### [Problem]
Your output should be the line that contains "dog and report the pixel coordinates." and all lines after it in the records, retyped exactly through the last one.

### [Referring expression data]
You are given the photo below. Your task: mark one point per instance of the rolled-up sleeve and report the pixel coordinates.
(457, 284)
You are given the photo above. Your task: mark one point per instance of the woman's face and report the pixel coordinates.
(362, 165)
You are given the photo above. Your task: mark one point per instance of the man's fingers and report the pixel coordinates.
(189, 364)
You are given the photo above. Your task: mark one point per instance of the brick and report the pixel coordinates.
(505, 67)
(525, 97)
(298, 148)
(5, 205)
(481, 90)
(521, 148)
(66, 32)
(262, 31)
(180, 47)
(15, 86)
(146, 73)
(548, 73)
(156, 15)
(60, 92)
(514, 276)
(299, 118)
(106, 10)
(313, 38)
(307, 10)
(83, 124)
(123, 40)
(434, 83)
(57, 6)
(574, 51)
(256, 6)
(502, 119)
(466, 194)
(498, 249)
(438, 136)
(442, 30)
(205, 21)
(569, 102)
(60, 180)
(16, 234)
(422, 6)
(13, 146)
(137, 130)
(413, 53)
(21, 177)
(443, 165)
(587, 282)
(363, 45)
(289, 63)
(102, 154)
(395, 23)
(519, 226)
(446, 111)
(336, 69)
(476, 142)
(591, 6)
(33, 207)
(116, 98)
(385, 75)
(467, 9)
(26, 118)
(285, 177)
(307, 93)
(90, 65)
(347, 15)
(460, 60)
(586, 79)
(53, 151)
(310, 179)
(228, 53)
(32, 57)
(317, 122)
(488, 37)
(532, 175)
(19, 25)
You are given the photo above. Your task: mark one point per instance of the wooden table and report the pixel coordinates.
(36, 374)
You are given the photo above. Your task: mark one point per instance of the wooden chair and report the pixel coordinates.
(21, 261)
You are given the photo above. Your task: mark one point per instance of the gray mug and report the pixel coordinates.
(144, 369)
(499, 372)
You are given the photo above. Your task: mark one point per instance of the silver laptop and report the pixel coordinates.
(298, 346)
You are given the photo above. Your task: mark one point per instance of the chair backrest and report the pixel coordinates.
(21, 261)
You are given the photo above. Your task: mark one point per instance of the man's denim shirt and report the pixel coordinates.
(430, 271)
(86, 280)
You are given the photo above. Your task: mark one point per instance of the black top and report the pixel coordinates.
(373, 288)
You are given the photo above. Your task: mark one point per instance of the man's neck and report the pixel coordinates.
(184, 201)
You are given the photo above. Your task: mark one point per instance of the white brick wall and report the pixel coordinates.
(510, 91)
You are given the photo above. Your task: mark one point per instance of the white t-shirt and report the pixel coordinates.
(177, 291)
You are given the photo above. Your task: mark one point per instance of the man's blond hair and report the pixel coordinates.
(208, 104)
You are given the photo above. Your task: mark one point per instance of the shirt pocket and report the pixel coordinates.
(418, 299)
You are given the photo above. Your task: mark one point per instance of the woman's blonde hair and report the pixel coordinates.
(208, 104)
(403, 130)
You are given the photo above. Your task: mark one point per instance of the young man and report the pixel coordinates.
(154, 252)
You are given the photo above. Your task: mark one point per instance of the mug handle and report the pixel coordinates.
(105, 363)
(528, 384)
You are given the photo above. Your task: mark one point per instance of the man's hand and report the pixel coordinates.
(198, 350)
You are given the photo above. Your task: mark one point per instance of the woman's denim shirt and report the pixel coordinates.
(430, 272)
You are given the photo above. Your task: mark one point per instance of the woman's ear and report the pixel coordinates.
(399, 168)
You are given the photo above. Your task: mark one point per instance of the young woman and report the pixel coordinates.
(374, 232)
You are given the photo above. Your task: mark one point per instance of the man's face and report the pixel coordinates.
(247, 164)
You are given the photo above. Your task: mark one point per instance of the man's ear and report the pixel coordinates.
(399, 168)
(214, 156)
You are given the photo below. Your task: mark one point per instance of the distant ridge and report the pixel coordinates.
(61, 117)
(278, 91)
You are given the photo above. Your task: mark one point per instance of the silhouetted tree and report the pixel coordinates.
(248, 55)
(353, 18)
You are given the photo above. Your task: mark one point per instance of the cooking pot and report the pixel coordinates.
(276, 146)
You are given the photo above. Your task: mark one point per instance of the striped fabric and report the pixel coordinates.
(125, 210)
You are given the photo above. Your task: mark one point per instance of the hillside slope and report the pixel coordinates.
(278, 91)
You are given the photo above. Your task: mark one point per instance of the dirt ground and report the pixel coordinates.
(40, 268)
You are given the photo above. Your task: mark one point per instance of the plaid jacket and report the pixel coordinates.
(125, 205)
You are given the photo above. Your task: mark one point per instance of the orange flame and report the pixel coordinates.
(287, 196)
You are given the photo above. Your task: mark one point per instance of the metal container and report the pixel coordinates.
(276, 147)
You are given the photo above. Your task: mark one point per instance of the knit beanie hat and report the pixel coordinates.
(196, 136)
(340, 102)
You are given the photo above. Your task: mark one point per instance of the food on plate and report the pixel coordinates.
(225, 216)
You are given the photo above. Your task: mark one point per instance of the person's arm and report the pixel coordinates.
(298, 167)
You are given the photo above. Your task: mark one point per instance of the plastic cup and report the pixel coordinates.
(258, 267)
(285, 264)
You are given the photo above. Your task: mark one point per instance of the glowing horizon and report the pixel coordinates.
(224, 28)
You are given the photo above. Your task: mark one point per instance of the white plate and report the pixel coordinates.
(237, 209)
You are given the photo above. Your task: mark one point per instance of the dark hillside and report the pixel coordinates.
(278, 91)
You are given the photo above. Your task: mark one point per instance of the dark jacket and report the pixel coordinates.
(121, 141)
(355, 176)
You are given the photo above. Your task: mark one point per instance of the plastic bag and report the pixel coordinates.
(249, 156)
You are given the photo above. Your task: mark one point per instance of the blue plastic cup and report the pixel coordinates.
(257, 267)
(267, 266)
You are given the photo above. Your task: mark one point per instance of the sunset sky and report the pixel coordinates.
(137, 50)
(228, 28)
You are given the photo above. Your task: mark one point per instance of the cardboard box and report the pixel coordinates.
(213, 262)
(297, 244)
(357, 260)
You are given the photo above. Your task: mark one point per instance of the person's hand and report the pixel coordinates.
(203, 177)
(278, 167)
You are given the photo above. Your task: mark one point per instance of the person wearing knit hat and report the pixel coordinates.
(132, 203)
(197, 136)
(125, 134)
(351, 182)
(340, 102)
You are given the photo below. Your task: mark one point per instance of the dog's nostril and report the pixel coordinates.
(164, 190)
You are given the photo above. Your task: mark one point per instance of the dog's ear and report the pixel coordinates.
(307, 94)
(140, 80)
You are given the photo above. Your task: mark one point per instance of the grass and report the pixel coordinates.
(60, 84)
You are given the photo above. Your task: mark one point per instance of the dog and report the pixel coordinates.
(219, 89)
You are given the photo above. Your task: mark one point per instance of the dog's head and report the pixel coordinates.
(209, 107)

### [Response for this exercise]
You are given the photo above. Your task: mark one point per instance of the dog and report the pixel coordinates.
(219, 89)
You are given the photo above. Your task: mark one point per instance of the dog's head and report the pixel coordinates.
(209, 107)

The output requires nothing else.